> _ВЫБРАННЫЙ ОТРЫВОК_

Подводим итог: животные, виденные с «Лавины», неизвестны науке. Их длина примерно 20 метров (по меньшей мере), окрас серый и черный, голова напоминает тюленью, а туловище способно на очень ярко выраженные волнообразные движения; наконец, их спина покрыта подобием зубчиков пилы, что придает им большое сходство с известными китообразными; как и эти последние, они выдают свое присутствие шумным дыханием, но не выбрасывают фонтаны воды при выдохе, как китообразные; скорее, при их судорожном дыхании вода испаряется и потом сбрасывается не фонтаном или струей, а дождем. Безусловно, именно эти животные, известные аннамитам, которые их очень боятся, были прототипом дракона, который, модифицированный и дополненный легендами, если так можно сказать, «геральдизировался» и стал национальной эмблемой».
Вернувшись на борт «Байяра», лейтенант Жоанне поставил адмирала Бедольера в известность обо всем, что видел. Последний немедленно направил лейтенанту Лагресиллю письмо, в котором говорилось, что он приносит свои глубочайшие извинения и больше не сомневается в правдивости рассказа подчиненного. Также он телеграфировал генеральному губернатору Полю Домье, сообщив, что «десять офицеров, среди которых был командир „Байяра“, находясь на борту „Лавины“, наблюдали двух очень чудных зверей». Наконец, он настолько увлекся всем делом, что вознамерился организовать конкурс среди канонерок и пароходов, некую большую охоту с целью загнать одно из этих животных на мель и заставить его оттуда выброситься на берег, где с ним можно будет получше разобраться.
Но военные действия в провинции Гуандун, которую Франция захотела прибрать к рукам, не позволили — увы! — привести этот замысел в исполнение.
Некоторое время, однако, животное продолжали видеть в заливе Алонг, на этот раз с мачт старого линкора «Вобан», которым командовали вице-адмирал Бонни-ньера де Бомонт и капитан Буте. И только в 1922 году вскрылись обстоятельства той встречи. В то время некто Жан-Батист А. был артиллеристом на борту «Вобана» и 11 июля 1898 года стоял на вахте у выхода на трап правого борта:
«Я глядел на море под трапом, и мое внимание привлекло одно странное животное, которое проплыло примерно в 3 метрах от основания лестницы, извиваясь совершенно как змея.

> _ПОКАЗАННЫЕ СТРОКИ_
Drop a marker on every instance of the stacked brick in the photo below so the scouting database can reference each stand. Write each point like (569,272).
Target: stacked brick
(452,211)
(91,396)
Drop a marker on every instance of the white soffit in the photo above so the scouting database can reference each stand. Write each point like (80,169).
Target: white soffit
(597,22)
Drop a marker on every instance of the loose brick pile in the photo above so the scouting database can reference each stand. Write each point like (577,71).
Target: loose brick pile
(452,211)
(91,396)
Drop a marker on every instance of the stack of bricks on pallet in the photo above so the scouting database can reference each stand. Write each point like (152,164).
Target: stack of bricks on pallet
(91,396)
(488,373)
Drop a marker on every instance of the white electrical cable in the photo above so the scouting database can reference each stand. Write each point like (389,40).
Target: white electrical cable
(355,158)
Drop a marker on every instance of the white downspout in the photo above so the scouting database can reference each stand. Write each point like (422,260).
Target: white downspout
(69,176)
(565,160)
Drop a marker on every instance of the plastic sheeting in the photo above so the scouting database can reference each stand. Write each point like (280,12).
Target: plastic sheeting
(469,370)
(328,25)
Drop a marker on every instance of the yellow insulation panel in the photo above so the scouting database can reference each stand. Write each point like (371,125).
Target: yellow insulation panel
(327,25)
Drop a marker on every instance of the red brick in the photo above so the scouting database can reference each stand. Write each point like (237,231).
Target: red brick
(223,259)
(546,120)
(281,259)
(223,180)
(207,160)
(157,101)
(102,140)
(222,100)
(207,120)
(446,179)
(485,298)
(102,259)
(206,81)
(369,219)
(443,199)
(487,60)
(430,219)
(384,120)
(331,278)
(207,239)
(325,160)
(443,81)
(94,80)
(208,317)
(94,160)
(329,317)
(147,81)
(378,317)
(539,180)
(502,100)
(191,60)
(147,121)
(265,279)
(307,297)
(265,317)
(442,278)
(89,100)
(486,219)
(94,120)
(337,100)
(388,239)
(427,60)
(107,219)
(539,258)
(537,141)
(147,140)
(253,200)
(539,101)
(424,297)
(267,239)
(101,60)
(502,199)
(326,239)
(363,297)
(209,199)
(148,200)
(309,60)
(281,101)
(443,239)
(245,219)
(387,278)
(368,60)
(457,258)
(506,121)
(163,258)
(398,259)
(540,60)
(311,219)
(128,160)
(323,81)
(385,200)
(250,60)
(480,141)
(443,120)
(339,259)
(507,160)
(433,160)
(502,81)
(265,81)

> _ЗАДАНИЕ 1_
Объясните по выбранному отрывку, почему адмирал Бедольер так и не провел задуманную им охоту на животных. Уложитесь в одно–три предложения.
> _ЗАДАНИЕ 2_
Перескажите в виде списка абзац выбранного отрывка, который начинается словами «Вернувшись на борт «Байяра»», сохранив главные факты.
> _ЗАДАНИЕ 3_
Продолжите выбранный отрывок о морских животных в заливе Алонг, начав сразу после его последнего предложения.

> _РЕЗУЛЬТАТ 1_
Адмирал хотел загнать одно из животных на мель, чтобы оно выбросилось на берег и его можно было как следует изучить. Этот замысел сорвали военные действия в провинции Гуандун, которую Франция хотела прибрать к рукам.

> _РЕЗУЛЬТАТ 2_
- Вернувшись на «Байяр», лейтенант Жоанне доложил адмиралу Бедольеру обо всем увиденном.
- Адмирал сразу написал лейтенанту Лагресиллю, извинился перед ним и признал, что больше не сомневается в его рассказе.
- Он телеграфировал генеральному губернатору Полю Домье, что десять офицеров, в том числе командир «Байяра», видели с борта «Лавины» двух очень чудных зверей.
- Он задумал устроить среди канонерок и пароходов большую охоту, чтобы загнать одно из животных на мель и заставить его выброситься на берег, где его можно будет изучить.

> _РЕЗУЛЬТАТ 3_
Это животное достигало метров 10 — 12 в длину и казалось в 40 — 50 сантиметров толщины в середине туловища. На нем были чешуйки размерами с черепашьи; шея была гораздо тоньше тела, а голова — пропорциональна туловищу, как у змеи; хвост заострялся на конце. Глаза, кажется, располагались несколько ниже на голове, чем у обычных змей; две хорошо различимые дыры обозначались немного ближе к задней части морды. Окраска животного вероятно, была серо-зеленоватая, но этот цвет, без сомнения, создавался под влиянием окраски морской воды и неба. Животное находилось на глубине 1, 5 — 2 метра».
Впервые речь идет о чешуе на спине у драконов, но ведь и впервые одного из них видят на столь близком расстоянии! Впрочем, другой свидетель впоследствии подтверждает эту характеристику, но с оговоркой. Этот второй говорит о «желто-мраморных пятнах», которые, конечно, можно принять за чешуйки, особенно глядя сквозь толщу воды. Вопрос по-прежнему остается открытым.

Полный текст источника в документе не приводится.